Aim: Show each line in the material below that contains the string "segment", copied in full.

Dataset rows:
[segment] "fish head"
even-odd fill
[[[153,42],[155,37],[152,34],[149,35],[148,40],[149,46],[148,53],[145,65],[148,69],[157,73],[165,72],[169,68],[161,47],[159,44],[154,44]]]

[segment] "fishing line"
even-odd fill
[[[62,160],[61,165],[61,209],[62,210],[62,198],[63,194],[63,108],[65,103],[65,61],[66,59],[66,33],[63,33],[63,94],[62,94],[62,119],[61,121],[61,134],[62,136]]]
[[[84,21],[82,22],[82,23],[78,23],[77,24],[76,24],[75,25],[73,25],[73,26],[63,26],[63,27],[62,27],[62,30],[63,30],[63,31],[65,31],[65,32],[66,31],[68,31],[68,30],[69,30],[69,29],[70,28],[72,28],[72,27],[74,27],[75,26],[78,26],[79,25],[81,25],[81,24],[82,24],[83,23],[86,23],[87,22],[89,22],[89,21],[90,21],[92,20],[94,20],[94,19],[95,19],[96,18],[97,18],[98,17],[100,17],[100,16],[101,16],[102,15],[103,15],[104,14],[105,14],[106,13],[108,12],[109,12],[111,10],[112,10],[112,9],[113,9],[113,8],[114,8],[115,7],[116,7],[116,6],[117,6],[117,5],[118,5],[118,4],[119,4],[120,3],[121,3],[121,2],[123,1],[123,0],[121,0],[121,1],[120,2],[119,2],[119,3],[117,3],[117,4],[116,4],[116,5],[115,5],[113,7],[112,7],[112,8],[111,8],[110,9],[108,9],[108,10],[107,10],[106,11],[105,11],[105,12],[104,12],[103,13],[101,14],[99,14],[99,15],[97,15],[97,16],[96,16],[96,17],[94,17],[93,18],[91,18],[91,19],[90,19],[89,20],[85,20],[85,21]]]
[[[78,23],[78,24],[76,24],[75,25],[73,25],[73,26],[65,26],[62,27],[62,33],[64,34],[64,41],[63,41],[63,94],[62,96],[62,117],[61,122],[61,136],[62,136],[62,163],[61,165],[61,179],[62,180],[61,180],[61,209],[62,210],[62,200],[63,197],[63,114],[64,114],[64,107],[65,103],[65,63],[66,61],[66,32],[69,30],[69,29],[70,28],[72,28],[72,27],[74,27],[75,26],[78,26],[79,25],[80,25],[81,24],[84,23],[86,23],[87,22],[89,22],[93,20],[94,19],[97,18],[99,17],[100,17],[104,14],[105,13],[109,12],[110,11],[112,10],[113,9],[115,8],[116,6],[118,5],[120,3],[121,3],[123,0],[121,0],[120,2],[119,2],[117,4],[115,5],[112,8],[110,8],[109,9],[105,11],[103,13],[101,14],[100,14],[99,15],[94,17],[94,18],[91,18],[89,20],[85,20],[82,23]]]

The result:
[segment] "fish head"
[segment] "fishing line"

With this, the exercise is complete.